- _PAGE EXTRACT_
UWF was very popular with fans, but behind the scenes it was plagued with problems and fell apart from the inside. In its place sprang up Shooto, UWF-International, RINGS, and Fujiwara Gumi, among other splinter groups, that brought a shoot style of wrestling back into the spotlight.

Structurally speaking, Fujiwara Gumi wasn't much better than UWF despite Yoshiaki Fujiwara, a top Gotch disciple, running the ship. Worked-shoot matches were
puroresu
, but some of the wrestlers were less than satisfied. Masakatsu Funaki and Minoru Suzuki, who idolized Inoki during their experience as young boys in NJPW, left Fujiwara to show what legitimate combat looked like under pro wrestling rules. With Gotch's blessing, Pancrase—a variant of pankration—began hosting real fights in a pro wrestling space,
bridging old-time shooting to modern-day pro wrestling and MMA. Starting in 1993, a couple months before UFC, Pancrase represents an incredibly influential organization in the growth of organized mixed fighting.

“I had done my homework on Pancrase and was convinced it was 80 percent work and 20 percent shoot,” said Art Davie. “It was a more sophisticated version of American pro wrestling, but there were shooters in Japan. Funaki, as an example. There were people who had some skills. The question with that early on was separating the wheat from the chaff, and I was pretty good at that. Who was bullshit? Who was real? That was one of the genres I investigated. Above and beyond Vale Tudo in Brazil, I began to look at the whole wrestling situation and shooting and working in Japan.

“I think that the Japanese were very sophisticated in understanding the nuances of these things and how to combine elements that would be something new.”

Pancrase took off and brought legitimacy back into pro wrestling. It was a different experience for
puroresu
fans used to drawn-out drama. Matches in Pancrase often ended early. For the most part it was shoot fights, stiff style, with an emphasis on submission wrestling. This was high-level hooking. Hearkening back to the good old days of catch, wrestlers had to know what they were doing in order to survive. Foreign stars were brought in to build up the talent. Frank Shamrock, Ken Shamrock, Bas Rutten, and Maurice Smith—all future UFC champions—made Pancrase cosmopolitan and exciting to watch. Passed down through Suzuki and Funaki, Gotch's techniques helped groom a new generation of fighters who soon enough would have a chance to participate in the UFC, which lifted the veil off of everything.

Funny enough, it was a man in a mask who may have pulled pro wrestling as close to real fighting as it could get. New Japan's famous “Tiger Mask,” Satoru Sayama, wanted to create a sport that focused on realistic and effective combat. That became Shooto, a seminal organization and sanctioning body known for developing some of the best welterweight-and-under Japanese talent of all time. In 1994, Sayama, notorious for his brutal training sessions, including whispers of canings, added closed-fist punches to the face of a grounded opponent for the first Japan Vale Tudo tournament. For five years the JVT produced excellent cards with legitimate contests under real fight conditions.

- _WORK TO COMPLETE_
[1] In the piece on Japanese shoot wrestling, which wrestler created Shooto?
[2] Please carry on the piece on Japanese shoot wrestling, picking up after its final sentence.
The listing that comes next is separate material with no connection to the piece on Japanese shoot wrestling.

- _DATA LINES_

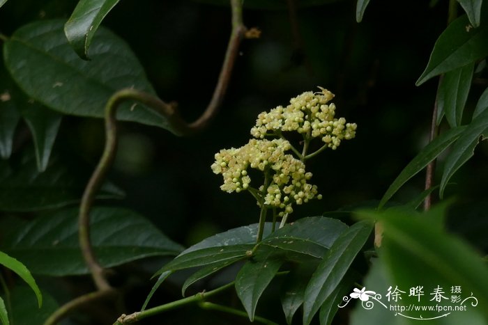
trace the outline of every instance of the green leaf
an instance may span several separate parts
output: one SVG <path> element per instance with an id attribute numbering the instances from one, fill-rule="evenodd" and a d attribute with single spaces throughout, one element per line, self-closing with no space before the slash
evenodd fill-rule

- _ANSWERS FOR THE TASKS_
[1] Satoru Sayama, New Japan's "Tiger Mask."

[2]
Rickson Gracie won the JVT tournaments in '94 and '95, and became the man everyone challenged. Gracie never even considered competing in the UWF because, as he saw it, they fix fights and he had no need to risk his reputation as a killer on an organization that went against what he was about. So UWF's Yoji Anjo, a pretty good fighter compared to his peers, tracked Gracie to the doorstep of the Brazilian's Los Angeles gym. After getting a call that there was a crew of Japanese folks looking for him, Gracie hopped in his car and wrapped his hands on the way. According to Gracie's telling of events on
The Joe Rogan Podcast
, when he arrived, a van full of photographers and reporters were waiting to document what happened.

The first thing Rickson did was bar them from the gym. Anjo wanted a fight and Gracie was willing, but he wasn't going to let the media get a glimpse. A few minutes later, Anjo walked outside after being beaten up and choked unconscious. His broken nose leaked blood onto his T-shirt, and the photos and story were reported all over Japan. A few
days later, Anjo returned to Gracie's gym with a package. He apologized as he handed Gracie a samurai helmet. When Anjo returned to Japan, however, he claimed he had been jumped. Gracie smartly filmed the fight, and he was the only one with a copy. When he sent tape of the demolition to Japanese media it was obvious his version was accurate and his reputation exploded.

About a year before Anjo came knocking on Gracie's door, Hideki Yamamoto visited Rickson's gym in Los Angeles and began training there as a white belt. Yamamoto's wife, Yukino Kanda, worked in events and her company shared business ties with Nobuyuki Sakakibara. Sakakibara represented Tokai TV and was in charge of promoting UWF and K-1 in Nagoya. Takada, a UWF star who was backed by gangster Hiromichi Momose, confided in Sakakibara that he wanted to fight either Mike Tyson or Rickson Gracie before his retirement. Takada had already followed the Inoki playbook by taking on mixed-style challenges. In 1991, for instance, he expelled boxer Trevor Berbick from the ring with leg kicks—not the sliding Ali kick, but a heavier more traditional Dutch- or Thai-style hammer. Berbick, incidentally, was the last man to fight Muhammad Ali, scoring a unanimous decision after ten dreary rounds in Nassau, Bahamas, in 1981.

Sakakibara and Kanda flew to Los Angeles to begin negotiations with Rickson in 1996.

Japan's K-1 was the dominant martial arts promoter on the planet, hosting opulent, exciting events that brought strikers of any style into the ring for single-night elimination tournaments. Kazuyoshi Ishii, a Kyokushin black belt, was the powerful owner of K-1, and Sakakibara approached him
because of their television ties to say that Tokai TV, which is a part of the Fuji TV network, was interested in promoting Rickson Gracie's match with Takada. According to Hideki Yamamoto, Master Ishii, as he was known, insisted on investing money in the event. As the project moved forward, Ishii had second thoughts about promoting mixed fighting, which could potentially threaten K-1's market share in Japan. He was never a fan of grappling-inclusive events anyhow.

Prior to UFC 1, Ishii sat down for an expensive breakfast with Art Davie and Rorion Gracie at the Beverly Wilshire Hotel in Beverly Hills on a fact-finding mission of sorts. Ishii told them he wasn't interested in events with grappling, and eventually that same feeling caused him to withdraw his money and support for the Gracie-Takada fight. By 1998, Davie had left the struggling UFC to work with K-1.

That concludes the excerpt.